* Given exercise 1:
List every heading in the estate settlement excerpt that carries an Arabic numeral.

3. Lack of authority

If a representative signed without valid authority, the transaction may not bind the supposed principal.

4. Sale of property not owned

If the seller sold more than his or her share, the sale may be ineffective as to the excess.

5. Prejudice to legitime

If compulsory heirs were deprived of their legitime, remedies may be available.

6. Fraud against creditors

If estate property was transferred to defeat creditors, the transaction may be challenged.

7. Incapacity

If minors or incapacitated persons were involved without proper representation or approval, the transaction may be vulnerable.

8. Simulation

If the sale was fictitious, used to disguise a donation, or intended to evade taxes or creditors, it may be questioned.


XLIX. Effect of Prior Donations

Before partition, heirs should consider donations made by the decedent during lifetime. Some donations may need to be collated or considered in computing legitime and shares.

A child who received substantial property during the decedent’s lifetime may still be an heir, but prior advances may affect the final distribution depending on the circumstances.

Ignoring prior donations can lead to disputes over whether the partition is fair or lawful.


L. Improvements Made by One Heir

An heir may have spent money improving inherited property before settlement. This can create reimbursement issues.

Examples:

  • one heir paid real property taxes for years;
  • one heir repaired the family home;
  • one heir built a structure on inherited land;
  • one heir paid mortgage arrears;
  • one heir collected rent and used it for maintenance.

During partition, heirs may need to account for necessary expenses, useful improvements, fruits, rents, and benefits received.

* Stored items from a collection:
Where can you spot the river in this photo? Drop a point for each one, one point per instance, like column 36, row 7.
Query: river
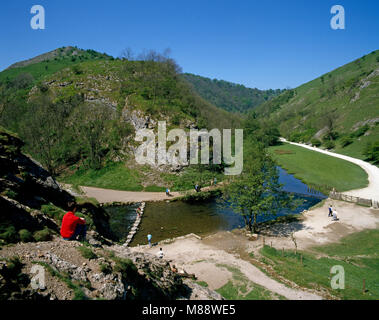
column 172, row 219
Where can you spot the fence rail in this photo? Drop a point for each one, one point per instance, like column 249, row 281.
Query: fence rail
column 348, row 198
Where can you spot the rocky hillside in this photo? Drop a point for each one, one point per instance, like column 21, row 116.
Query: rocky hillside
column 78, row 110
column 339, row 110
column 229, row 96
column 32, row 205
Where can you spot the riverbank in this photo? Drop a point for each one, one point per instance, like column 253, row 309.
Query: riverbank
column 106, row 196
column 369, row 191
column 222, row 258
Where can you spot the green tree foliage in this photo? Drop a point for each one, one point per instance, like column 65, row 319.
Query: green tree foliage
column 229, row 96
column 315, row 142
column 371, row 151
column 263, row 131
column 256, row 191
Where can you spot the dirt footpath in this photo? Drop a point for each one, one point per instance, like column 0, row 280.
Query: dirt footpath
column 206, row 262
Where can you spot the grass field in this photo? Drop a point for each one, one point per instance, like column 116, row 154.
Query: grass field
column 357, row 254
column 114, row 176
column 315, row 168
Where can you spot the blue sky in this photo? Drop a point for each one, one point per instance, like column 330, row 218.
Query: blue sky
column 263, row 44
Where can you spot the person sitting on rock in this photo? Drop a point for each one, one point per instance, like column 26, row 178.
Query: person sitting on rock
column 73, row 226
column 335, row 218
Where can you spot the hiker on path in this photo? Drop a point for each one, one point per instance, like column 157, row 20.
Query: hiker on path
column 73, row 226
column 138, row 212
column 330, row 211
column 335, row 218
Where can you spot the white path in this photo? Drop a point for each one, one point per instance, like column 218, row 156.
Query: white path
column 372, row 190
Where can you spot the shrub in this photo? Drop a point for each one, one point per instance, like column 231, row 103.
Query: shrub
column 9, row 234
column 345, row 141
column 371, row 151
column 105, row 268
column 77, row 70
column 329, row 144
column 124, row 265
column 43, row 235
column 53, row 211
column 11, row 194
column 25, row 235
column 361, row 131
column 87, row 253
column 315, row 142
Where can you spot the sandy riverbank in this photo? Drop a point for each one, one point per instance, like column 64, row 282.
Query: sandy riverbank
column 205, row 257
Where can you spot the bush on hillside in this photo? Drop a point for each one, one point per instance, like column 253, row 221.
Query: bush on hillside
column 315, row 142
column 25, row 235
column 361, row 131
column 8, row 234
column 345, row 141
column 371, row 151
column 329, row 144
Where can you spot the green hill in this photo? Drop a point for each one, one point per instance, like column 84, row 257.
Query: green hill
column 339, row 110
column 77, row 110
column 229, row 96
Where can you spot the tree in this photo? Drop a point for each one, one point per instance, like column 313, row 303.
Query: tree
column 256, row 191
column 43, row 130
column 93, row 129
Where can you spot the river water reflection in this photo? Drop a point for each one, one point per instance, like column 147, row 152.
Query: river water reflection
column 172, row 219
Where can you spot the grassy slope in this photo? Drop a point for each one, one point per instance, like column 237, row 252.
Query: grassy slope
column 98, row 75
column 333, row 93
column 359, row 262
column 114, row 176
column 227, row 95
column 318, row 169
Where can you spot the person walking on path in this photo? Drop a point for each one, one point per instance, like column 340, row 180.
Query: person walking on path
column 73, row 226
column 335, row 218
column 160, row 254
column 330, row 211
column 138, row 212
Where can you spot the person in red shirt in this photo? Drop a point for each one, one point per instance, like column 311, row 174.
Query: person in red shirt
column 73, row 226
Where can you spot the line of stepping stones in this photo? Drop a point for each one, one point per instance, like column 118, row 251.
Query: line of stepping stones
column 134, row 228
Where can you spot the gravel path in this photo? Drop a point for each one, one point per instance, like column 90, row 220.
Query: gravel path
column 370, row 192
column 109, row 195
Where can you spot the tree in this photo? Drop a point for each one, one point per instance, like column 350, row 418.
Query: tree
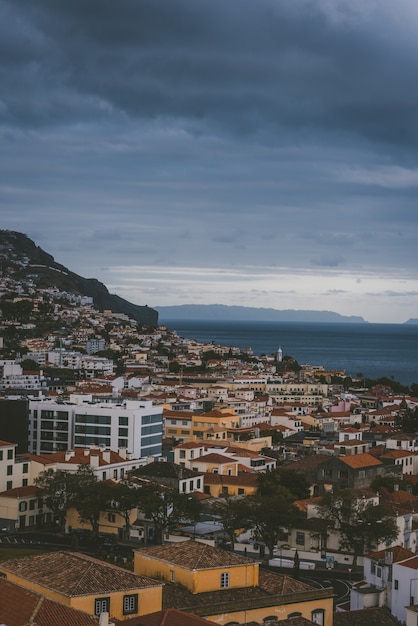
column 409, row 421
column 163, row 506
column 273, row 516
column 29, row 365
column 296, row 566
column 90, row 497
column 361, row 524
column 57, row 489
column 272, row 480
column 124, row 499
column 234, row 514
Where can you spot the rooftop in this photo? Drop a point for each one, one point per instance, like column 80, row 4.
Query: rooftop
column 74, row 574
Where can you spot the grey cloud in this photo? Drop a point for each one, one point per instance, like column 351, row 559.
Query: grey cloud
column 242, row 67
column 324, row 260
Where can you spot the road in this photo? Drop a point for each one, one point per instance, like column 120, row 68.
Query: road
column 341, row 587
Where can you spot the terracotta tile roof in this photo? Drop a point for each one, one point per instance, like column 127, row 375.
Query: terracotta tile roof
column 21, row 607
column 412, row 562
column 214, row 458
column 396, row 454
column 79, row 458
column 270, row 585
column 75, row 574
column 308, row 464
column 21, row 492
column 398, row 554
column 360, row 460
column 167, row 617
column 246, row 479
column 194, row 555
column 6, row 443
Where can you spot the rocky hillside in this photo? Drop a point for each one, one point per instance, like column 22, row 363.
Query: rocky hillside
column 20, row 257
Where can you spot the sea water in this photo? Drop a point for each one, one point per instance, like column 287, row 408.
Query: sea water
column 374, row 350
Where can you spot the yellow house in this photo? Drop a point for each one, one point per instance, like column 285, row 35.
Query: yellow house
column 189, row 426
column 23, row 507
column 218, row 485
column 84, row 583
column 228, row 588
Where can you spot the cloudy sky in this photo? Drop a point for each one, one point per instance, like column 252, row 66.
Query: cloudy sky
column 247, row 152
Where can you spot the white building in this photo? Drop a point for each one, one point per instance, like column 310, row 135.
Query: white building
column 134, row 425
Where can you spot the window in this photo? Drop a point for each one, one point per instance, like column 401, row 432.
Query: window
column 130, row 604
column 318, row 616
column 300, row 538
column 101, row 605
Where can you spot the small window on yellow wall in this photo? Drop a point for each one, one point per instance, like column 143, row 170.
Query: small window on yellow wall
column 318, row 617
column 130, row 604
column 101, row 605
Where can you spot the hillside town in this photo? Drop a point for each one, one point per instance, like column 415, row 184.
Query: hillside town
column 219, row 474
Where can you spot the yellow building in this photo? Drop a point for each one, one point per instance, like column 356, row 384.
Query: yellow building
column 189, row 426
column 84, row 583
column 228, row 588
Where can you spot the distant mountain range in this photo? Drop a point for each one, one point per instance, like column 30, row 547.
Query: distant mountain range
column 243, row 313
column 39, row 263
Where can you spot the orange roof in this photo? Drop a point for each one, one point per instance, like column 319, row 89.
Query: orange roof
column 19, row 607
column 360, row 460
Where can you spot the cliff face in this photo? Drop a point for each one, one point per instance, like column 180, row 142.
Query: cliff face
column 19, row 247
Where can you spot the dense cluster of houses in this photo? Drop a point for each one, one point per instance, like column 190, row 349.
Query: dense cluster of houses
column 208, row 427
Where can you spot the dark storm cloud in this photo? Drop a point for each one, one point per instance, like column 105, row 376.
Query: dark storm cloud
column 242, row 66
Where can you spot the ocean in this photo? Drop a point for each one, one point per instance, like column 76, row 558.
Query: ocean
column 375, row 350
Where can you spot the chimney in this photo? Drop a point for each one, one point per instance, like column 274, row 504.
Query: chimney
column 104, row 620
column 94, row 460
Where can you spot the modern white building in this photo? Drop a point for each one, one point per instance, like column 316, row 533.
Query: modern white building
column 134, row 425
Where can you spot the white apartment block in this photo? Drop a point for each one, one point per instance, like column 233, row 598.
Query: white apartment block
column 134, row 425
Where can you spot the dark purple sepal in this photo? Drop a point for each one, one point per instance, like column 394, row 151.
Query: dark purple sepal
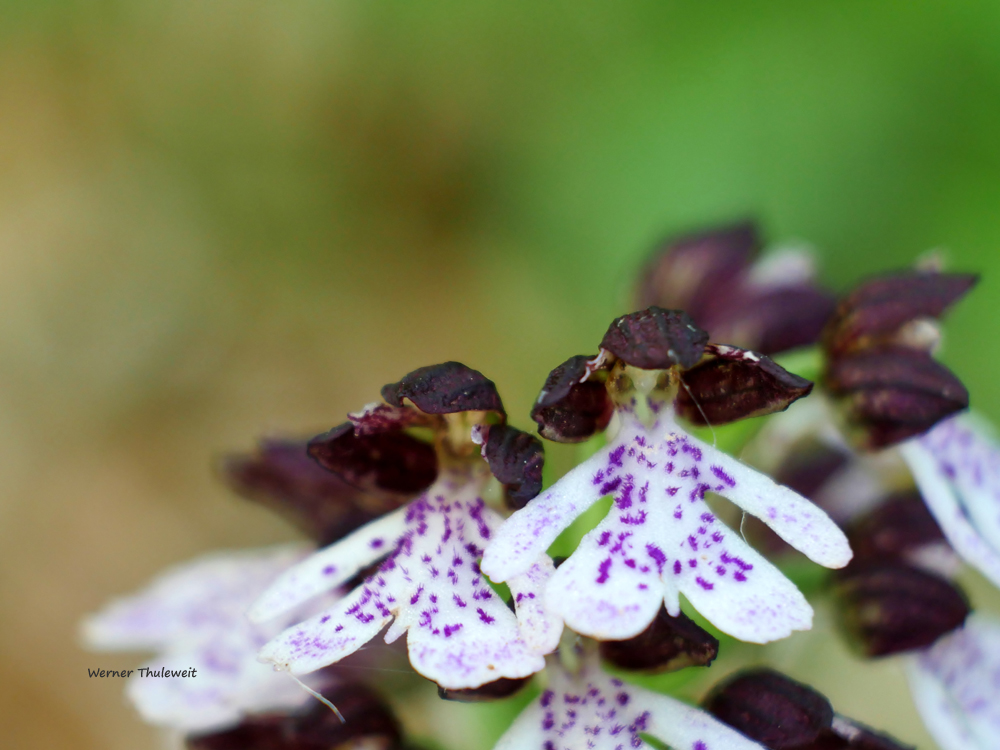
column 391, row 461
column 774, row 320
column 378, row 418
column 655, row 339
column 491, row 691
column 894, row 393
column 735, row 384
column 879, row 307
column 365, row 715
column 569, row 409
column 891, row 608
column 668, row 644
column 900, row 525
column 281, row 476
column 690, row 271
column 516, row 460
column 445, row 389
column 770, row 708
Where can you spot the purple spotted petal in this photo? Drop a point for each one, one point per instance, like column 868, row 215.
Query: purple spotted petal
column 460, row 633
column 194, row 616
column 736, row 384
column 283, row 477
column 957, row 470
column 956, row 686
column 594, row 710
column 661, row 539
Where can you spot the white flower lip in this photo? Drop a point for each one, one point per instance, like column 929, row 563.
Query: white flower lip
column 193, row 614
column 957, row 469
column 460, row 633
column 661, row 539
column 594, row 710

* Given exercise 2:
In the records, revise the part that opens with the line containing "Where can you spot the chimney" and closes with the line containing "column 770, row 708" by changing "Drop a point" to "Place a dot" and leaving everything else untouched. Give only that part, and leave out the pictures.

* Finished answer 1:
3. Lack of authority
4. Sale of property not owned
5. Prejudice to legitime
6. Fraud against creditors
7. Incapacity
8. Simulation

* Finished answer 2:
Where can you spot the chimney in this photo? Place a dot for each one, one point per instance, like column 274, row 504.
Query: chimney
column 104, row 620
column 94, row 460
Where can you spot the modern white building in this photo? Place a dot for each one, one point per instance, like column 316, row 533.
Query: modern white building
column 134, row 425
Where can you spot the white apartment block in this photo? Place a dot for each one, one point per instance, like column 233, row 598.
Query: white apartment block
column 134, row 425
Where can you spot the dark purple sepal in this photo? Place a dot for each one, one point per instance, like column 394, row 151.
Query: dark purple sepal
column 391, row 461
column 774, row 320
column 378, row 418
column 655, row 339
column 491, row 691
column 894, row 393
column 735, row 384
column 879, row 307
column 365, row 715
column 569, row 409
column 891, row 608
column 668, row 644
column 900, row 525
column 281, row 476
column 690, row 271
column 516, row 460
column 445, row 389
column 770, row 708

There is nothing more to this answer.